> [Goal]: Reproduce every one of the rows below word for word, leaving out the pictures.

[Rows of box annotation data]
•••

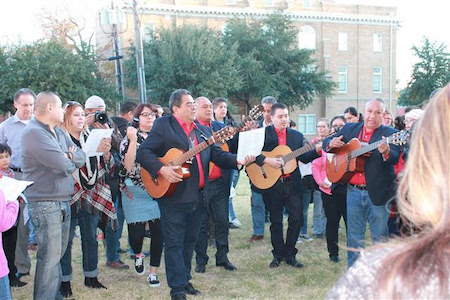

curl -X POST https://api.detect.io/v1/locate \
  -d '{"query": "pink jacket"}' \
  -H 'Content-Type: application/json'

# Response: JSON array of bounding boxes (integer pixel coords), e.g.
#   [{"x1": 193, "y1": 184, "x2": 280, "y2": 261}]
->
[
  {"x1": 0, "y1": 189, "x2": 19, "y2": 278},
  {"x1": 312, "y1": 150, "x2": 331, "y2": 195}
]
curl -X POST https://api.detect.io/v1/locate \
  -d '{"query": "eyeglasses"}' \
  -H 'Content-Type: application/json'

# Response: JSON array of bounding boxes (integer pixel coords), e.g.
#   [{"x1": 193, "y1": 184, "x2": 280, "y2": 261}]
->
[
  {"x1": 63, "y1": 101, "x2": 83, "y2": 109},
  {"x1": 140, "y1": 113, "x2": 156, "y2": 118}
]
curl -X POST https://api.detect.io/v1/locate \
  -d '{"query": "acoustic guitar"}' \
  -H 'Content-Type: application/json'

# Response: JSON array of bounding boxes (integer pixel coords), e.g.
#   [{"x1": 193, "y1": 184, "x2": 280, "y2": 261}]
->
[
  {"x1": 209, "y1": 104, "x2": 264, "y2": 175},
  {"x1": 141, "y1": 126, "x2": 237, "y2": 198},
  {"x1": 245, "y1": 141, "x2": 321, "y2": 190},
  {"x1": 326, "y1": 130, "x2": 408, "y2": 184}
]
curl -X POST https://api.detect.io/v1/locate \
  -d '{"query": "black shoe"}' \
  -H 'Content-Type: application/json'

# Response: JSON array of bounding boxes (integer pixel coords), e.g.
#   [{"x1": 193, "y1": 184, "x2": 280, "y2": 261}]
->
[
  {"x1": 9, "y1": 276, "x2": 28, "y2": 287},
  {"x1": 195, "y1": 265, "x2": 206, "y2": 273},
  {"x1": 285, "y1": 256, "x2": 305, "y2": 268},
  {"x1": 330, "y1": 255, "x2": 340, "y2": 263},
  {"x1": 170, "y1": 294, "x2": 186, "y2": 300},
  {"x1": 84, "y1": 277, "x2": 108, "y2": 290},
  {"x1": 16, "y1": 271, "x2": 30, "y2": 279},
  {"x1": 269, "y1": 257, "x2": 282, "y2": 268},
  {"x1": 59, "y1": 281, "x2": 73, "y2": 298},
  {"x1": 216, "y1": 261, "x2": 237, "y2": 271},
  {"x1": 184, "y1": 282, "x2": 201, "y2": 296}
]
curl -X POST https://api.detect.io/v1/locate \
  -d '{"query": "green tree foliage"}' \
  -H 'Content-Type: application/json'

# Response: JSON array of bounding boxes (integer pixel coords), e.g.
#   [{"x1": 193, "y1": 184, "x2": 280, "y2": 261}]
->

•••

> [Task result]:
curl -X POST https://api.detect.io/v1/locate \
  -d '{"query": "pink jacket"}' \
  -H 'Content-Type: application/json'

# Response: JSON array of bounding boxes (integer pixel coords), e.g.
#   [{"x1": 193, "y1": 184, "x2": 280, "y2": 261}]
->
[
  {"x1": 0, "y1": 189, "x2": 19, "y2": 278},
  {"x1": 312, "y1": 150, "x2": 331, "y2": 195}
]
curl -X POST https://api.detect.io/v1/locate \
  -d '{"query": "eyeglasses"}' \
  -H 'Content-Type: application/json'

# Response: JSON array of bounding boxes (integer pixel coords), e.g.
#   [{"x1": 193, "y1": 184, "x2": 280, "y2": 261}]
->
[
  {"x1": 63, "y1": 101, "x2": 83, "y2": 109},
  {"x1": 140, "y1": 113, "x2": 156, "y2": 118}
]
curl -X POST https://api.detect.io/v1/locate \
  -d '{"query": "acoustic guitar"}' \
  -H 'Content-Type: application/json'

# Response: JSON array of bounding boxes (integer pixel coords), e.g.
#   [{"x1": 193, "y1": 184, "x2": 280, "y2": 261}]
->
[
  {"x1": 209, "y1": 104, "x2": 264, "y2": 175},
  {"x1": 141, "y1": 126, "x2": 237, "y2": 198},
  {"x1": 245, "y1": 141, "x2": 321, "y2": 190},
  {"x1": 326, "y1": 130, "x2": 408, "y2": 184}
]
curl -X POST https://api.detect.io/v1/locate \
  -d '{"query": "black shoe"}' \
  -H 'Content-Type: application/json'

# Response: JSON array of bounding boxes (integer pixel coords), e.g.
#   [{"x1": 193, "y1": 184, "x2": 280, "y2": 261}]
->
[
  {"x1": 9, "y1": 276, "x2": 28, "y2": 287},
  {"x1": 195, "y1": 265, "x2": 206, "y2": 273},
  {"x1": 285, "y1": 256, "x2": 305, "y2": 268},
  {"x1": 330, "y1": 255, "x2": 340, "y2": 263},
  {"x1": 170, "y1": 294, "x2": 186, "y2": 300},
  {"x1": 84, "y1": 277, "x2": 108, "y2": 290},
  {"x1": 16, "y1": 271, "x2": 30, "y2": 279},
  {"x1": 269, "y1": 257, "x2": 282, "y2": 268},
  {"x1": 59, "y1": 281, "x2": 73, "y2": 298},
  {"x1": 216, "y1": 261, "x2": 237, "y2": 271},
  {"x1": 184, "y1": 282, "x2": 201, "y2": 296}
]
curl -X POST https://api.detect.io/v1/locate \
  -d '{"query": "green tree foliage"}' \
  -H 'Content-Type: application/json'

# Response: JSON array of bounding boxes (integer pixel coords), e.g.
#   [{"x1": 193, "y1": 184, "x2": 280, "y2": 261}]
->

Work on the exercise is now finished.